* CHALLENGE *
The required output is the line that contains "Note: one point per instance of the car alloy" plus every line after it in the listing below, copied exactly as it appears.
++++ ENTRIES ++++
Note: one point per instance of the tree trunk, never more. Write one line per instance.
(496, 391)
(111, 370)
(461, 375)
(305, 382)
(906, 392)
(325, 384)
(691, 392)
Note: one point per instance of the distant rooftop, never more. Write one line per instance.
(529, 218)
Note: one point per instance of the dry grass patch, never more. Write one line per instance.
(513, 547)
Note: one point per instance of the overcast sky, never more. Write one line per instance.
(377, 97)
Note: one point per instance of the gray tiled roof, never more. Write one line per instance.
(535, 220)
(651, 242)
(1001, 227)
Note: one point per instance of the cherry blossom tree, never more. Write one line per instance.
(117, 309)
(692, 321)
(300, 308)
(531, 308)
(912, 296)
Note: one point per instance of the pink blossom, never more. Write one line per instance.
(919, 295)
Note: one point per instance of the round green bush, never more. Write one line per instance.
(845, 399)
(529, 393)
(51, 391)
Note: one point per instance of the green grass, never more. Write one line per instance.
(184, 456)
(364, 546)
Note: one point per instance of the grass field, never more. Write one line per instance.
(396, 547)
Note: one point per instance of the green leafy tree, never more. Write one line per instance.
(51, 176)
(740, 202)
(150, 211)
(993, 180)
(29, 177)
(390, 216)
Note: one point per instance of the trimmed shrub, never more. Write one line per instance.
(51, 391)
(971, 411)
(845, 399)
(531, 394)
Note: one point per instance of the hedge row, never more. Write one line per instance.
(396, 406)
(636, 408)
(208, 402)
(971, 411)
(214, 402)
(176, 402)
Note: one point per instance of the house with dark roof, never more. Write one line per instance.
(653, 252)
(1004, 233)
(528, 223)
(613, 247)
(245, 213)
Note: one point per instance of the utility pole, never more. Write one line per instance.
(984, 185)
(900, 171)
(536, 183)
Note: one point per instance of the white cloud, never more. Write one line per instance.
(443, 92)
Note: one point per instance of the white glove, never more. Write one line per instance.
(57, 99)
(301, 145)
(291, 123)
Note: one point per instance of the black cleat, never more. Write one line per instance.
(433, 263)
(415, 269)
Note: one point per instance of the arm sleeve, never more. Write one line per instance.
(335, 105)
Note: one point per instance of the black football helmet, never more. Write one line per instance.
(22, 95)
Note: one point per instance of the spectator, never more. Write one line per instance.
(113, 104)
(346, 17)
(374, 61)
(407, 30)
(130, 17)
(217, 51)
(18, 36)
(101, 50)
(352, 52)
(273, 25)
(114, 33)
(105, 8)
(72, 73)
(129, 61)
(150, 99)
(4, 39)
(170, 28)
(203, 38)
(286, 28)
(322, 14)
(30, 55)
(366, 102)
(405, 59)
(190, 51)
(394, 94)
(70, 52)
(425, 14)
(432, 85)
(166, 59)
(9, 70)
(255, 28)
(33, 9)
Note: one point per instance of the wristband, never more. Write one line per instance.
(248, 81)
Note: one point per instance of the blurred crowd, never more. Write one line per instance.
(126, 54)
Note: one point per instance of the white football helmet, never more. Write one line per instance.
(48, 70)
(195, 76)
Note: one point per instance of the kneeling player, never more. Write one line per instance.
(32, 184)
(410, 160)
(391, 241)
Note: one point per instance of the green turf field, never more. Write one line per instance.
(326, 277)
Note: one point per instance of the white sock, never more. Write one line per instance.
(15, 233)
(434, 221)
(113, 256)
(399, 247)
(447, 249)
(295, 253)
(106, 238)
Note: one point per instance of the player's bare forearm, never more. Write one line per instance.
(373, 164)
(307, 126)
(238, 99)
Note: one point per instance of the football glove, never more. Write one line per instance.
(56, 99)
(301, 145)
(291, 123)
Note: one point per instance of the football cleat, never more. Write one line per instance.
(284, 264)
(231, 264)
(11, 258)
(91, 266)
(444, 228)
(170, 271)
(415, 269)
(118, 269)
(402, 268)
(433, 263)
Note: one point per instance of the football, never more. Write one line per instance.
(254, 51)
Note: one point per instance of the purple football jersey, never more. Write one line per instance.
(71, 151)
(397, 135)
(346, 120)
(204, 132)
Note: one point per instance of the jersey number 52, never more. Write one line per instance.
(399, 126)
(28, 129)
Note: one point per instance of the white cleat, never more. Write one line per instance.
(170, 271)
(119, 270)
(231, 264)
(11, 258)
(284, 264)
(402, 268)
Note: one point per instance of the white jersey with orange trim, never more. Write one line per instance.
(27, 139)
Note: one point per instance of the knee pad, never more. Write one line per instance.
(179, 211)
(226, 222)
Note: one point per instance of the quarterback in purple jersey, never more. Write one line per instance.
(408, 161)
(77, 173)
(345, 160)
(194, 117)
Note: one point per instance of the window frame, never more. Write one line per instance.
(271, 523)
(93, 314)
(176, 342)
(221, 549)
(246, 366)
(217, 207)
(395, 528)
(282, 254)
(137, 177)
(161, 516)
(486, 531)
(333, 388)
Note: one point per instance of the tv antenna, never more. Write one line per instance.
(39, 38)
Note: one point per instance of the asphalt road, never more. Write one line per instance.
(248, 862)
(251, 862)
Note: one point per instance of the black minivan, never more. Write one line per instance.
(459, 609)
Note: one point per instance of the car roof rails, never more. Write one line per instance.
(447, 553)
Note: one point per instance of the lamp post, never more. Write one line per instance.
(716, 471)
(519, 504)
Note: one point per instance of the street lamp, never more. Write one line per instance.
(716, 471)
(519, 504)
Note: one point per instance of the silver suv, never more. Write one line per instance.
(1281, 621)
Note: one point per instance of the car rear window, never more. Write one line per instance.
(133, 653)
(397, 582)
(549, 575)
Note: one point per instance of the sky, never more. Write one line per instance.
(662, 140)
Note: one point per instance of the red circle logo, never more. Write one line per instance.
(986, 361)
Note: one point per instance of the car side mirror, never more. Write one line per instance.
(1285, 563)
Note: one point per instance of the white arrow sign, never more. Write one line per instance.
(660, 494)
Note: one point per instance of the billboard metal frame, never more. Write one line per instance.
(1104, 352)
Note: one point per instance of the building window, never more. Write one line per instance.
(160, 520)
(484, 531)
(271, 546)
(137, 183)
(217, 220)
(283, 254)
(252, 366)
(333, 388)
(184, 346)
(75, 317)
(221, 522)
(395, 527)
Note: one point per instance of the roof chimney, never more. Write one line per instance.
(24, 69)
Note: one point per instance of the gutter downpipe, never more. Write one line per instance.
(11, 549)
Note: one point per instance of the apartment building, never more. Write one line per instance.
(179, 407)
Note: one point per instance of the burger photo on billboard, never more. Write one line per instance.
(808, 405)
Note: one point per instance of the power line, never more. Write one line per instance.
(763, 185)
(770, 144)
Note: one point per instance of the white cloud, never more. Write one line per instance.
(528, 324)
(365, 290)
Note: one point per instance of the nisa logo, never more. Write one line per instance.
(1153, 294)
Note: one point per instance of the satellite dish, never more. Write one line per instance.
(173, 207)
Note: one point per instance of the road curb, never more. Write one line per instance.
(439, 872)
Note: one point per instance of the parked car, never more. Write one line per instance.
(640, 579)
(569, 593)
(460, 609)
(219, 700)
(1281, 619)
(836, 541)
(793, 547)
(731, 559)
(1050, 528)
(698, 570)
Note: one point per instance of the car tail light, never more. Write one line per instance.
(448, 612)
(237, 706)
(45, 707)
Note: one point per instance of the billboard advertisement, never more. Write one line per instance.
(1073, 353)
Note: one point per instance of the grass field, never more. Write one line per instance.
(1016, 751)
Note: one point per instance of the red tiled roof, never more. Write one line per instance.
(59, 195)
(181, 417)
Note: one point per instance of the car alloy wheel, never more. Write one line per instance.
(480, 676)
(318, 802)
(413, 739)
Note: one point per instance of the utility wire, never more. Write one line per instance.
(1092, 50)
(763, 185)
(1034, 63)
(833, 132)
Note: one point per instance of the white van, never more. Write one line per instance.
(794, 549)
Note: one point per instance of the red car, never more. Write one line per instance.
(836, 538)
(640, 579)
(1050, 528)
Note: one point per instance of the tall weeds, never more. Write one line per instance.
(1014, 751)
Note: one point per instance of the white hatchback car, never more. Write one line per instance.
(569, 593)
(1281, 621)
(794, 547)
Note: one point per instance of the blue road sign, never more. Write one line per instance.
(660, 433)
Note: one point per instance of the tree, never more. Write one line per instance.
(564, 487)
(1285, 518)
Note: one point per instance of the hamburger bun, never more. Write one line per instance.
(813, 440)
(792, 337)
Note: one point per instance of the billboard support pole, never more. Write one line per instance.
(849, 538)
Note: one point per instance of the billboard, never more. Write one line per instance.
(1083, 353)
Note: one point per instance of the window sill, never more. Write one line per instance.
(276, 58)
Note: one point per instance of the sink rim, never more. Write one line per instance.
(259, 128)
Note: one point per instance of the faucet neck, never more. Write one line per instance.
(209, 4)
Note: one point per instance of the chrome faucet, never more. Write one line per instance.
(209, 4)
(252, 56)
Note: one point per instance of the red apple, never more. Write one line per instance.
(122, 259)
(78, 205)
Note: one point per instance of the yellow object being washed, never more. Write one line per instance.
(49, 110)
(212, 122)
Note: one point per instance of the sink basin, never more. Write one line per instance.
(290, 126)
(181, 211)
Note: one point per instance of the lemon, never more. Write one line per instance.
++++
* WORKED ANSWER *
Note: one point per instance of the car alloy wheel, never more. Write one line per instance.
(480, 676)
(318, 802)
(413, 739)
Note: one point per instance of the utility wire, never more. Write one line per instance.
(1092, 50)
(763, 185)
(1034, 63)
(833, 132)
Note: one point per instance of the white van, never more. Write one line per instance.
(794, 549)
Note: one point per instance of the red car, never more. Write one line per instance.
(836, 538)
(640, 579)
(1050, 528)
Note: one point per instance of the tall weeds, never more. Write one line per instance.
(1014, 751)
Note: one point per instance of the white hatchback car, never more. Write one line per instance.
(569, 593)
(1281, 621)
(794, 547)
Note: one point per instance of the blue road sign, never more. Write one line per instance.
(660, 433)
Note: one point per instance of the tree, never more. Write one line per instance.
(564, 487)
(1285, 518)
Note: one point per instance of the hamburger bun, never more. Write one line per instance.
(813, 440)
(792, 337)
Note: one point per instance of the billboard support pole, never more. Write one line per instance.
(849, 538)
Note: one point per instance of the billboard, never more. Write one line per instance.
(1083, 353)
Note: one point per instance of the window sill, never more. Write one line per instance.
(276, 58)
Note: one point per instance of the sink rim, never more. Write one line per instance.
(259, 128)
Note: one point per instance of the faucet neck, never more. Write one line per instance.
(209, 4)
Note: one point per instance of the chrome faucet, never more. Write one line per instance.
(209, 4)
(252, 56)
Note: one point per instance of the red apple, never more. Write one line per instance.
(122, 259)
(78, 205)
Note: one point per instance of the yellow object being washed, never more. Write one line per instance.
(49, 110)
(212, 122)
Note: one point per instance of the sink basin, never more. Write one line per instance.
(290, 126)
(181, 211)
Note: one point per instance of the lemon, never more. Write one line per instance.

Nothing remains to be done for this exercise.